CONSIGNA 1:
Responda brevemente, según el texto sobre la monarquía:
(a) ¿A qué cantidad ascendía el Premio Kyoto concedido a John Rawls?
(b) ¿Qué asamblea controlaba el pueblo llano en la República romana?
(c) Según el primer párrafo, ¿a quiénes siguen rondando los problemas causados por Juan Carlos I?
CONSIGNA 2:
Prosiga el texto sobre la monarquía a partir de su última oración.

Refutación y apología de la Monarquía

Juan Carlos I abandona España pero los problemas que ha causado permanecen rondando a su hijo y heredero, Felipe VI, así como a la institución monárquica.

Juan Carlos I abandona España pero los problemas que ha causado permanecen rondando a su hijo y heredero, Felipe VI, así como a la institución monárquica.
EFE

Juan Carlos I abandona España pero los problemas que ha causado permanecen rondando a su hijo y heredero, Felipe VI, así como a la institución monárquica, y hacen temblar todo el sistema constitucional. No cabe esconder la cabeza ante el ogro republicano que asoma en el horizonte, ni hacer una suicida defensa numantina del rey exiliado. Cuando despertemos mañana, la corte de los lacayos y parásitos monárquicos seguirá estando aquí. Hace falta defender la Monarquía constitucional haciéndola más constitucional, democrática y liberal.

Cuando al filósofo John Rawls le concedieron el Premio Kyoto, su mujer lo rechazó. Habitualmente Rawls declinaba invitaciones y premios, dado que era de natural tímido y humilde, y además consideraba que los premios eran en ocasiones una manera de hipotecar tanto el estatus académico como el prestigio intelectual. Quizá porque el galardón ascendía a la nada despreciable cantidad de 500.000 dólares, Rawls le comentó a su mujer, cuando se enteró de que había rechazado el premio en su nombre, que sería recomendable tener en cuenta las condiciones del mismo. Entre ellas, además de la impartición de tres conferencias públicas, había una de etiqueta: mantener un almuerzo con el emperador japonés. Rawls declinó el premio y los 500.000 dólares porque había denunciado frecuentemente la institución monárquica y la corrupción que inevitablemente se asocia a los privilegios monárquicos.

Hasta aquí, la monarquía estaría refutada.

Pero volvamos la vista atrás. Más o menos 2.300 años, hasta la República romana, creada sobre el odio a la figura misma del rey, caracterizado siempre como un tirano. El sistema político romano estaba construido sobre una serie de equilibrios de diversas asambleas que repartían el poder entre diversas clases sociales. El pueblo llano controlaba la concilium plebis. Cada cargo se doblaba, como el de cónsul, para que hubiera también equilibrio. Por encima de todos estaba el Senado, lo que puede parecer paradójico porque los dictámenes de los senadores no tenían fuerza de ley. Pero disfrutaban de un enorme prestigio moral e intelectual. Su capital social era lo que dotaba de aura y cohesión a una Roma que era cada vez más poderosa en su pluralidad. Todo el sistema había sido resultado de un afortunada concatenación de casualidades, individuales y colectivas, que había hecho emerger una potente maquinaria de consensos.

Registros sin procesar:
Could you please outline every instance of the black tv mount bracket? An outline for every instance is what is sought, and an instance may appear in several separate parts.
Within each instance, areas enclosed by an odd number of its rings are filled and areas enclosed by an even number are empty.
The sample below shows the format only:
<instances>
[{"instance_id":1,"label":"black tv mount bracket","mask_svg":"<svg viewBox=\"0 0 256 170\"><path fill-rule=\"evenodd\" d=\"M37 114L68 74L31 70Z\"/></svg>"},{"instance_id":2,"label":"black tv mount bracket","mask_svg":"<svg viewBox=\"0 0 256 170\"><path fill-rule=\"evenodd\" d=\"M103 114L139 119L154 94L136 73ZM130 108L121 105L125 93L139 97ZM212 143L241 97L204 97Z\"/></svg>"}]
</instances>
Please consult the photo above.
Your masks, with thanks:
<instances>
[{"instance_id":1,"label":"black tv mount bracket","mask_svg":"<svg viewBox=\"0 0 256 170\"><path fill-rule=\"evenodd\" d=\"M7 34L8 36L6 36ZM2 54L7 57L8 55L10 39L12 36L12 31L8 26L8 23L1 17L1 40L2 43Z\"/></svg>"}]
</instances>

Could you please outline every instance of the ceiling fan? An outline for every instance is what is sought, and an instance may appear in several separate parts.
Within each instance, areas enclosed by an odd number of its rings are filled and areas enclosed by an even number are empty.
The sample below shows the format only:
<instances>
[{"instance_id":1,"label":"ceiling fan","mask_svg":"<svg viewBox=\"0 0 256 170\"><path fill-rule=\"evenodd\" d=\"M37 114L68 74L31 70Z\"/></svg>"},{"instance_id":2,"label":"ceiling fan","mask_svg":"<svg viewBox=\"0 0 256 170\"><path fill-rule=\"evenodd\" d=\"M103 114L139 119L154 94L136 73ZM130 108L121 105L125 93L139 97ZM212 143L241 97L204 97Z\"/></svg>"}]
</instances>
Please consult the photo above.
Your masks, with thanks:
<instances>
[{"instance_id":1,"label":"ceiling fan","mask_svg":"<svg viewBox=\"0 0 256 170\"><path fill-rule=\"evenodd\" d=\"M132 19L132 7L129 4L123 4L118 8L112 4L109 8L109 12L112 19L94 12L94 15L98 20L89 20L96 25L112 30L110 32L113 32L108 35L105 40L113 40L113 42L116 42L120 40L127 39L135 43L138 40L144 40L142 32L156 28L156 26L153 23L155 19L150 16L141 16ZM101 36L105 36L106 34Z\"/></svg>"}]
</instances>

RESULTADO ESPERADO 1:
(a) A 500.000 dólares.
(b) La concilium plebis.
(c) A su hijo y heredero, Felipe VI, y a la institución monárquica.

RESULTADO ESPERADO 2:
Alguien tan abstracto como Rawls pierde de vista los contenidos psicológicos y sociales que hacen emerger el espíritu de las sociedades. Como el fanático y simplista ateísta Dawkins respecto a la religión, Rawls no comprende el valor simbólico, y por tanto intangible, que puede llegar a tener la figura del monarca, más parecido en Japón o España al Senado romano que a los reyes herederos de Rómulo. En España, dicho valor simbólico y ejemplarizante fue fundamental para la creación y la consolidación del Estado de Derecho. Juan Carlos I se ganó el prestigio gracias a su labor de arbitrio entre partes enfrentadas, que se plasmó constitucionalmente, y su conducta ejemplar durante el golpe de Estado del 81.

Hasta aquí la apología.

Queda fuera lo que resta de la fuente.